_Page text:_

I wasn’t 100% sure what I was doing when I picked up this book – I’d heard both good and bad reviews of it but didn’t want to go into the details so I could make my own opinion. So when my library hold came through last week, I hesitated a bit before finally picking it up on Friday on my way to university.
Surprisingly – or not ? – the book ended up being a 4 stars for me ! I enjoyed reading it a lot, and even though some parts of the narrative really bugged me, they weren’t bad enough to make me DNF it on the spot.
The year is 2380, and the graduating cadets of Aurora Academy are being assigned their first missions. Star pupil Tyler Jones is ready to recruit the squad of his dreams, but his own boneheaded heroism sees him stuck with the dregs nobody else in the Academy would touch…
A cocky diplomat with a black belt in sarcasm
A sociopath scientist with a fondness for shooting her bunkmates
A smart-ass techwiz with the galaxy’s biggest chip on his shoulder
An alien warrior with anger management issues
A tomboy pilot who’s totally not into him, in case you were wondering
And Ty’s squad isn’t even his biggest problem—that’d be Aurora Jie-Lin O’Malley, the girl he’s just rescued from interdimensional space. Trapped in cryo-sleep for two centuries, Auri is a girl out of time and out of her depth. But she could be the catalyst that starts a war millions of years in the making, and Tyler’s squad of losers, discipline-cases and misfits might just be the last hope for the entire galaxy.
What I liked
This book is entertaining, pretty fast paced, and it has space elves. Space. Elves. Do I really need to say more ?
Alright, so you also have space stations, space monsters, super cool spaceships, and even a space masquerade ball on a space station, covering up a space heist. Seriously. This book has everything I could ever ask for. I really liked the different alien species and their specific traits, although I would have liked a better display of the diversity of species that are mentioned in the beginning.
Another point I really appreciated is the subversion of popular tropes. For those of you who haven’t read the book yet, I won’t go into too much detail, but if you did, or aren’t afraid of spoilers, the next paragraph is for you – it’s written in white, so it should show up when you select the text to see it ! Otherwise, you can just skip to the next one, which should be spoiler-free.
I thought the way the “member of the team betrays the others to the bad guys for a price” trope was used was brilliant ! I 100% believed in the treason up until the moment of the big reveal, and I loved the way the internal POVs were used to deceive you until the very end ! Those points of view are difficult to use well when you want to hide plot points from your readers, and I thought this one was brilliantly executed.
The reveal of the identity of the bad guys at the end was exactly the right amount of drama for me, and I liked the way the stakes kept getting higher and picked up the pace in the second half of the story. I got attached pretty quickly to the characters, and loved getting insight on their lives before the initiating event – and the LOTR references were a nice bonus !

_Pointing dataset excerpts:_
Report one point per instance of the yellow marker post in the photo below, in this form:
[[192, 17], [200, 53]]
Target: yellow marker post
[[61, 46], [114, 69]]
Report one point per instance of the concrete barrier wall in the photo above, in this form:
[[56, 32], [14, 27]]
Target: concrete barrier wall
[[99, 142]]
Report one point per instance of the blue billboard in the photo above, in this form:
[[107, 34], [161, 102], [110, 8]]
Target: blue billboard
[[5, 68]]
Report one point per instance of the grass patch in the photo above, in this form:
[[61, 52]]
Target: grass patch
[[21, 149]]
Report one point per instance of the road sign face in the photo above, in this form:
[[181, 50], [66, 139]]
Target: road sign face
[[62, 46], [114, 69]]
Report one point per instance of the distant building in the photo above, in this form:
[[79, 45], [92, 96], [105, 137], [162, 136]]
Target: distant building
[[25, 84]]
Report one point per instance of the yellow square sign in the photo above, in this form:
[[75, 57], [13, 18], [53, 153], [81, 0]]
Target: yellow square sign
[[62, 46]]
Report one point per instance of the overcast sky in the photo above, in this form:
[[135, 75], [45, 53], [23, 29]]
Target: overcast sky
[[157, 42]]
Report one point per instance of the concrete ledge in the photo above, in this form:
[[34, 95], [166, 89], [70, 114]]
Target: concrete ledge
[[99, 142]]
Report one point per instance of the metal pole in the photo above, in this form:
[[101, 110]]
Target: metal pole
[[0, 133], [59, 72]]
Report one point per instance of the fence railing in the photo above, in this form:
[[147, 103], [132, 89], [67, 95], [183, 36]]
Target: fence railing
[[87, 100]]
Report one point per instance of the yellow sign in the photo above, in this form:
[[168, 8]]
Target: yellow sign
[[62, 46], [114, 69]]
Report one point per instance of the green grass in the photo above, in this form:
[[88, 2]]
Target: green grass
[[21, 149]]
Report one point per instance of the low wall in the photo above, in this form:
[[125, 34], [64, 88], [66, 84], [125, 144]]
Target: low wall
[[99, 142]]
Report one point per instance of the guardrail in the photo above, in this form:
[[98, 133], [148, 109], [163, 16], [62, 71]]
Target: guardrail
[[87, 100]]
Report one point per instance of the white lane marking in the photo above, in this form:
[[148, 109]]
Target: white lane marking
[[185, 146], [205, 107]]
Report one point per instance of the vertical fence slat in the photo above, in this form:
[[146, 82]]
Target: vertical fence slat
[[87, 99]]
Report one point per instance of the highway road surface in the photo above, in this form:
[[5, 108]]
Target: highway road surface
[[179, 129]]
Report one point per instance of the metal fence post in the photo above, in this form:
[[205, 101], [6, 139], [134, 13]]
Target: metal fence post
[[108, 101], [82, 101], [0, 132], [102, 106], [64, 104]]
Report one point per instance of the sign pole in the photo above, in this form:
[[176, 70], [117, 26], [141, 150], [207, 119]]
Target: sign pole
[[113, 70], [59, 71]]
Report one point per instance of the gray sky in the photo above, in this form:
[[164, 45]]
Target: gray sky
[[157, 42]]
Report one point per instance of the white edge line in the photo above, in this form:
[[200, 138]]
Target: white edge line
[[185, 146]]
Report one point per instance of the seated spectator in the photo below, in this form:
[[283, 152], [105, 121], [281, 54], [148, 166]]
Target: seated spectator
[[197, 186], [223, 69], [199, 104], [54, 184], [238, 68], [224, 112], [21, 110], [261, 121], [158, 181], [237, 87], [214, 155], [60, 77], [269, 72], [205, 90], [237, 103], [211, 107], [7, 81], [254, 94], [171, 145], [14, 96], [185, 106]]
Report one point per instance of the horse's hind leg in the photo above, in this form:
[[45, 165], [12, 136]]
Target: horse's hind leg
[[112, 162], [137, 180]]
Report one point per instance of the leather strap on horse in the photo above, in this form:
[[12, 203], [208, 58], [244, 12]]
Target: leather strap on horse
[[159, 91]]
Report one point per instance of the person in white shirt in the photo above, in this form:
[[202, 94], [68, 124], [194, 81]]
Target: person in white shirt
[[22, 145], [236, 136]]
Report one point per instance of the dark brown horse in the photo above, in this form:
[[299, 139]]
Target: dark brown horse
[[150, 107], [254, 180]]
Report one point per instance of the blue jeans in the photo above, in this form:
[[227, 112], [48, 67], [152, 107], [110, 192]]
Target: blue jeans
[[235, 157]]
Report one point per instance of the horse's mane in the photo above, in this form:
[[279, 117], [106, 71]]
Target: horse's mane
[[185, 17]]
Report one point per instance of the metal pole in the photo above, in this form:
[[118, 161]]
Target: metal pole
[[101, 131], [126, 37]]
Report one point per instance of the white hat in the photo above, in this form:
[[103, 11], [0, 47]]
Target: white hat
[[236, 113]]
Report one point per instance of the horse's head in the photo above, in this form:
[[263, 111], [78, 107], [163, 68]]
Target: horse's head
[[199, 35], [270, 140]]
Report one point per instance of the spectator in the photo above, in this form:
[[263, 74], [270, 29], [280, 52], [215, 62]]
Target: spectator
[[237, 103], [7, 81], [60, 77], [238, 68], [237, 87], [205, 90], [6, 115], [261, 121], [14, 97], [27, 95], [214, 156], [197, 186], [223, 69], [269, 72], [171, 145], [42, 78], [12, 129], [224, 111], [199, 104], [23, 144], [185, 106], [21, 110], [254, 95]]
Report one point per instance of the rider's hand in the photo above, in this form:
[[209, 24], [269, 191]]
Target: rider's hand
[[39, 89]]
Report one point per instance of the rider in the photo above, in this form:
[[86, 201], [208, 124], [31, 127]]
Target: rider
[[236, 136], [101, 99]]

_Task list:_
A. Turn the book review paragraph that begins "Alright, so you also have space stations" into a short bulleted list that keeps its main points.
B. According to the book review, in what year is the story set?

_Outputs by task:_
A.
- The book has space stations, space monsters, very cool spaceships, and a space masquerade ball on a space station that covers up a space heist.
- It has everything the reviewer could ask for.
- The reviewer liked the different alien species and their specific traits.
- The reviewer wanted a better display of the variety of species mentioned at the start.

B. 2380